Exercise instructions:
From the forum thread on fly line tapers, set down the passage starting with "i never put" and going on through "a lot cheaper.", word for word.

Let's go back off topic for a second, cause I got a querstion



Ish said:


> What are you gonna be using it for, mostly? Like he said, redfish tapers are great for quick, close-up shots, but they also work well for a quick single pump, double-hauled shot where you put the whole line out there. The downside is that they set down with a bit more disturbance than a longer, thinner bone taper, and therefore suck over sand in calm water.


Can you elaborate a little more on how this plays into matching the line with the action of the rod? I get that a short bellied, redfish style taper would make short, up close shots easier than a more gradual taper with a fast action rod since it will help load the rod with less line out, but is there an optimal way to match certain tapers with certain rod actions? Are there disadvantages to matching certain tapers with certain rod actions? Is matching the line to the rod action more situational, depend on your casting style or other factors?

I've never put too much thought into it bc I just catch dumb stocker reds on used cigarette butts with a cain pole.


----------



## Ish

all great questions. i suppose that they have to be answered for yourself.

i never put much thought into it either when i first started fishing the tx coast. it wasnt till i moved to fl and started fishing for various species in many different types of environments, using different types of poles, lines, and combos thereof that i realized the differences. 

i noticed that i may love one rod with a particular line on it, but i hated the same rod with a different type of line on it. if an individual cant tell a difference when switching between lines on the same pole then they're lucky. i wish i couldnt tell a difference in performance...fishing life would be alot easier and a lot cheaper.

i'd wager, however, that if they used the same line a lot over a long period of time, then switched to a different type they'd be able to feel a difference.

Excerpts from point annotation data:
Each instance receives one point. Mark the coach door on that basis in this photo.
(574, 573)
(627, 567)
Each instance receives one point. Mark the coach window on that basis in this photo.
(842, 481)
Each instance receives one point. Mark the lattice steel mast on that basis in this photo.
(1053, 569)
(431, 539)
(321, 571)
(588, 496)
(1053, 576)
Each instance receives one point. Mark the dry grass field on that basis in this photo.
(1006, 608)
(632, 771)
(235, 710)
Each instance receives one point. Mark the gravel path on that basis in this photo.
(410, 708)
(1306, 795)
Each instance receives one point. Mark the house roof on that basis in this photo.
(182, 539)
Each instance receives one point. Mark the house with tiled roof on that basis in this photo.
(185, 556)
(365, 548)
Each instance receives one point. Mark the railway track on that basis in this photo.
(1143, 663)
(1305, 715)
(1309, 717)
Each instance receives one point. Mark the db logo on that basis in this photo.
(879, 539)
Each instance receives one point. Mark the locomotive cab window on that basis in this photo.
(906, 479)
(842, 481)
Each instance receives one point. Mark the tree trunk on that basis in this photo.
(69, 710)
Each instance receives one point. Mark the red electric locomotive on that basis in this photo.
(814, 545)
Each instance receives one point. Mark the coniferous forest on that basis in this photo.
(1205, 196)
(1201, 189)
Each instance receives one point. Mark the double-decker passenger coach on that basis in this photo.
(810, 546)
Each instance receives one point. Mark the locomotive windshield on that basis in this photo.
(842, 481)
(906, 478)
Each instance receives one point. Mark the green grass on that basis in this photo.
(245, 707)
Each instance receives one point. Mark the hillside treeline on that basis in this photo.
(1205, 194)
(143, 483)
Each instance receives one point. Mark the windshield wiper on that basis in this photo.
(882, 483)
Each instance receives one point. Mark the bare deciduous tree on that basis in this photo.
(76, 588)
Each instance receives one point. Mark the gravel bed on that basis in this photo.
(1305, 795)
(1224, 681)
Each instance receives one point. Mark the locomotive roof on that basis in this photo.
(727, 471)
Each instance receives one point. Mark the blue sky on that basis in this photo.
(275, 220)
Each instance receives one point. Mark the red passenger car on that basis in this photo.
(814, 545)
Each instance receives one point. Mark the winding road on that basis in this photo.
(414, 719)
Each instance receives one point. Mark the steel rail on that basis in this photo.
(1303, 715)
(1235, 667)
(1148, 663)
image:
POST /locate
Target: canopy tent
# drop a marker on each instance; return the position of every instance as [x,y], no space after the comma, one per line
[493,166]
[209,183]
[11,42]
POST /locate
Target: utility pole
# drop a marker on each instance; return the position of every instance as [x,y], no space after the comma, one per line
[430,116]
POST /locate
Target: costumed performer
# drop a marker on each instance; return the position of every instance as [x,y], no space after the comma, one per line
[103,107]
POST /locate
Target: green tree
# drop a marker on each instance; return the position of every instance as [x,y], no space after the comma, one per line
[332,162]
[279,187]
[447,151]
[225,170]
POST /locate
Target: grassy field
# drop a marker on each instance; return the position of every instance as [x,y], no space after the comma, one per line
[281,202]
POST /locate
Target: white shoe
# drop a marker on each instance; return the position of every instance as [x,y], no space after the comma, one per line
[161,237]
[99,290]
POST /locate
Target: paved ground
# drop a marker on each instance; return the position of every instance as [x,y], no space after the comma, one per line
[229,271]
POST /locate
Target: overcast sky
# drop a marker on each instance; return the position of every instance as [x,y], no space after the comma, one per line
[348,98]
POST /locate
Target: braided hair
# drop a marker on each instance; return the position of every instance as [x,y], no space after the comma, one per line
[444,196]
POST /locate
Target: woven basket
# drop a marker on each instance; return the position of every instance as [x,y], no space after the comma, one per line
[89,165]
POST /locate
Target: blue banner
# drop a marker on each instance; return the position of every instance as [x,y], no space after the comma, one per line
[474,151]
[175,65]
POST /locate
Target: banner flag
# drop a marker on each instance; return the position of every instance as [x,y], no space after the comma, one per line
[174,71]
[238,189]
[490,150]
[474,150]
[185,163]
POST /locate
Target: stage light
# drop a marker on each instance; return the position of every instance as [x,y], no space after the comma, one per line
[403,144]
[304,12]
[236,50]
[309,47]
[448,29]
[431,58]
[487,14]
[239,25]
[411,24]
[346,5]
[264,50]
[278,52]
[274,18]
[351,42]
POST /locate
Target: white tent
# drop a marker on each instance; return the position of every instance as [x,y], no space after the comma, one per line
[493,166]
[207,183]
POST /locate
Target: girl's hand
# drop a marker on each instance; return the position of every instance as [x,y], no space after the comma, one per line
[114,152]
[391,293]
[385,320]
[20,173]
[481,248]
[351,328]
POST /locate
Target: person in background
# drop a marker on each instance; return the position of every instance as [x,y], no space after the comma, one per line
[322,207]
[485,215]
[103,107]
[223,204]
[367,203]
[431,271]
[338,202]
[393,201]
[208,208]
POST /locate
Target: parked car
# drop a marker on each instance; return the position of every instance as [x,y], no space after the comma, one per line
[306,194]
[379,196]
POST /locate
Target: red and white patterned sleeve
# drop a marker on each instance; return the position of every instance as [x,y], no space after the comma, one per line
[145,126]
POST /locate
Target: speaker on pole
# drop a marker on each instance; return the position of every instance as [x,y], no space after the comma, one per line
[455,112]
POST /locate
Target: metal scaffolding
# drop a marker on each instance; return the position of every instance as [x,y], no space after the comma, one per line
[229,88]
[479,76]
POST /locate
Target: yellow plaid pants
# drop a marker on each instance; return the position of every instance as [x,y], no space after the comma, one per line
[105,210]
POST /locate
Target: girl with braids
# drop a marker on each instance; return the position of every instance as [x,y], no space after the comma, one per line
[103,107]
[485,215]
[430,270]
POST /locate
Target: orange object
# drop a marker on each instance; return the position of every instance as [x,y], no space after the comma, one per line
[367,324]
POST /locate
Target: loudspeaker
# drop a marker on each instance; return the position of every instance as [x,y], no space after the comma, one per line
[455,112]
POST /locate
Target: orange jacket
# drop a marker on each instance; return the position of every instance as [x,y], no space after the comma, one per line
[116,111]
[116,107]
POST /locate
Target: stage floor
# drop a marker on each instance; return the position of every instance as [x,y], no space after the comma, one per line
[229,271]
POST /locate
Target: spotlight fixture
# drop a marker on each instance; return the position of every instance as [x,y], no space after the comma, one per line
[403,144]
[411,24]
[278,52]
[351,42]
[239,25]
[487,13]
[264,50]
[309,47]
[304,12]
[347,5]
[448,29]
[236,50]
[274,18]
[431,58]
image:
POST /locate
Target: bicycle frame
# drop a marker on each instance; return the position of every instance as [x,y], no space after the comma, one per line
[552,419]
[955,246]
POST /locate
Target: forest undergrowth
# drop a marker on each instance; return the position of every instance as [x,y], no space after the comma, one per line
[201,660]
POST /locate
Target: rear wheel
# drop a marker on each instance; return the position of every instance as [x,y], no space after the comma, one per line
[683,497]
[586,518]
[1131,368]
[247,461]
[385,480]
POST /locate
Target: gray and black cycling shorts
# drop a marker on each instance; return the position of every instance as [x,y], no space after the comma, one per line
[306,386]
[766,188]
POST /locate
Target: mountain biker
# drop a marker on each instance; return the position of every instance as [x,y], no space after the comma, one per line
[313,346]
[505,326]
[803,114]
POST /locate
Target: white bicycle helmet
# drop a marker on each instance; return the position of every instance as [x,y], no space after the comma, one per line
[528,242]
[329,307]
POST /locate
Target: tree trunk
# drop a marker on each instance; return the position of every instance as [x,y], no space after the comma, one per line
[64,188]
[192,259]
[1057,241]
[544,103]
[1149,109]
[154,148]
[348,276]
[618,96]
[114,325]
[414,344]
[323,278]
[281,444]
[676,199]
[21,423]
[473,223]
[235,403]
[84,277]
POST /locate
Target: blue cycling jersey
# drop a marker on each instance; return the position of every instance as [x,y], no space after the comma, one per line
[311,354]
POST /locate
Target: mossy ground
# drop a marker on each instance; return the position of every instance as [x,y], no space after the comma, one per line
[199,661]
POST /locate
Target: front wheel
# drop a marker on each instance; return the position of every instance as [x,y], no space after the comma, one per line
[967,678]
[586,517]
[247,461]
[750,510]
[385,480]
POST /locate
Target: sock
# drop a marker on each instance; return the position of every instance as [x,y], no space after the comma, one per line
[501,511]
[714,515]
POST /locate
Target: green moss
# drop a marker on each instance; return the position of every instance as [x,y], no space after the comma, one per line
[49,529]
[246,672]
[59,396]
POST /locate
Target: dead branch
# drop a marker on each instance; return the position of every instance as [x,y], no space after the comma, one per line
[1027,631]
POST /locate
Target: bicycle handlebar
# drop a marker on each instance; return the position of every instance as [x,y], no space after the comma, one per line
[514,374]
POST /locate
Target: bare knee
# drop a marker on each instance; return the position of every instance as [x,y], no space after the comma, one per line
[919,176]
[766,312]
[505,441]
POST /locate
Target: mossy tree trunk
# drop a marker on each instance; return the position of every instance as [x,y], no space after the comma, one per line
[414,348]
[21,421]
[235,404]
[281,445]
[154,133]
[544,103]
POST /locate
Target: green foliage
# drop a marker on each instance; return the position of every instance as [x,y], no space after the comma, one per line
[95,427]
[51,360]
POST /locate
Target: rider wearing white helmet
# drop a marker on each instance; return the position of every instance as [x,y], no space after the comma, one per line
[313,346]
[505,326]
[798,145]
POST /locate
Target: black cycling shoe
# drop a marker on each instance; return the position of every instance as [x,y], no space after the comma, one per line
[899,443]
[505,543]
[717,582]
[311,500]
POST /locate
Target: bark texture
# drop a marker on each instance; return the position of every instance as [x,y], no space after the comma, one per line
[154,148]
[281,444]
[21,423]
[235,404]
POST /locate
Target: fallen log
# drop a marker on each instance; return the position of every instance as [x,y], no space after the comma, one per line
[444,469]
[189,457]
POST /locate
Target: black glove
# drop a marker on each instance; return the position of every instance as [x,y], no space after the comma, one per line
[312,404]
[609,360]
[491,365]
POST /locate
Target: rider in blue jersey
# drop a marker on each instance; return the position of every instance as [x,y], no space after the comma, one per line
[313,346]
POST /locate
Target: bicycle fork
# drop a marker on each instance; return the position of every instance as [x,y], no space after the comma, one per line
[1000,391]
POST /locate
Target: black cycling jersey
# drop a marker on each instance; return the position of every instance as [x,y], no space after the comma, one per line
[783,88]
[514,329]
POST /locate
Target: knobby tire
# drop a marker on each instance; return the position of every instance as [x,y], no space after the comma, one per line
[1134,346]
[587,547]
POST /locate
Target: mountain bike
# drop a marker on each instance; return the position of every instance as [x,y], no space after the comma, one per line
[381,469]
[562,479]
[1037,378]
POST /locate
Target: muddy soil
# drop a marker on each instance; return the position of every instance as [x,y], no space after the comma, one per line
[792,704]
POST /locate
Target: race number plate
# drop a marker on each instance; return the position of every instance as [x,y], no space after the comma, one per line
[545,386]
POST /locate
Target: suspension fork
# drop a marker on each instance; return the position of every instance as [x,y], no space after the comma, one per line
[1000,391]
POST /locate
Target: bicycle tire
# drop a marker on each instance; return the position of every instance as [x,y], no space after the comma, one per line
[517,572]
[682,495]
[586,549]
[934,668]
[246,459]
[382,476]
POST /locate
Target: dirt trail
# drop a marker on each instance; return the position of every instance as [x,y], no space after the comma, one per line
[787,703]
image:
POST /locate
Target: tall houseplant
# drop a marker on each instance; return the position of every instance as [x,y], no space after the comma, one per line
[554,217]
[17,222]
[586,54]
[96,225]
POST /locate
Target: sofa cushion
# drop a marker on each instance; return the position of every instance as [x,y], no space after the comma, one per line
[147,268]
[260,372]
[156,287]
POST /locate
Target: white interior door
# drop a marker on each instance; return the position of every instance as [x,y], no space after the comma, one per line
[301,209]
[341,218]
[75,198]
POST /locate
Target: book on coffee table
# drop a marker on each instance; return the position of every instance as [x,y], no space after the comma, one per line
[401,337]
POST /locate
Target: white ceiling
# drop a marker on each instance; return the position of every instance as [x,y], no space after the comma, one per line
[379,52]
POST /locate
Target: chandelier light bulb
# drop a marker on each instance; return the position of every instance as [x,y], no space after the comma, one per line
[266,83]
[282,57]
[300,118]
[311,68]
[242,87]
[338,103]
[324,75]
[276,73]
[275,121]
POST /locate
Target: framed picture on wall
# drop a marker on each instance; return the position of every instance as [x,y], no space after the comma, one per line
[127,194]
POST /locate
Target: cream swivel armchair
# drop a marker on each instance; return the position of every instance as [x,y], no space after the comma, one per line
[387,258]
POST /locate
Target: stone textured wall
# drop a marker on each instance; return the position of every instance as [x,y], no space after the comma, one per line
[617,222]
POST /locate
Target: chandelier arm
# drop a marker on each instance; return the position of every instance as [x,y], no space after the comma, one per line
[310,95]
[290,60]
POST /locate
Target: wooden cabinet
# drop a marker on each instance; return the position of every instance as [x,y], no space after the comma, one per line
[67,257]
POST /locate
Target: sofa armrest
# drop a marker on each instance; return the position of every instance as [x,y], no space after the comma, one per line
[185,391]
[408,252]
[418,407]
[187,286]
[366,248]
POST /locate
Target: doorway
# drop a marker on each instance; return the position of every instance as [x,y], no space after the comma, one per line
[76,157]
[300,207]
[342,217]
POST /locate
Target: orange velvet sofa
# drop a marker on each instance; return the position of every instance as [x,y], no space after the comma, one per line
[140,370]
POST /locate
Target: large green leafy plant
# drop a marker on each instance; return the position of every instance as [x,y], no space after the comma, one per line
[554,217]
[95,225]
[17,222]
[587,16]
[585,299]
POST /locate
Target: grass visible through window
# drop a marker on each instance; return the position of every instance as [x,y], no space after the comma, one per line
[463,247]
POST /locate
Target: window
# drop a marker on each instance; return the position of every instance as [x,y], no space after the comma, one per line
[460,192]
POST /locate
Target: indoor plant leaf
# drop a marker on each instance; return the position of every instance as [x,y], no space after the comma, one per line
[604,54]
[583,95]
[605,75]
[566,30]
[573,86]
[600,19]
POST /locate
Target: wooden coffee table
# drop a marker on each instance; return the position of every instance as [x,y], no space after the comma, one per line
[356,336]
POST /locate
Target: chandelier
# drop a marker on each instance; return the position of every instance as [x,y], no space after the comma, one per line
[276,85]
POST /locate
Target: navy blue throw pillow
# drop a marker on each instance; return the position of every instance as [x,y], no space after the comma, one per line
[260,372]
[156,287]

Result of this exercise:
i never put much thought into it either when i first started fishing the tx coast. it wasnt till i moved to fl and started fishing for various species in many different types of environments, using different types of poles, lines, and combos thereof that i realized the differences. 

i noticed that i may love one rod with a particular line on it, but i hated the same rod with a different type of line on it. if an individual cant tell a difference when switching between lines on the same pole then they're lucky. i wish i couldnt tell a difference in performance...fishing life would be alot easier and a lot cheaper.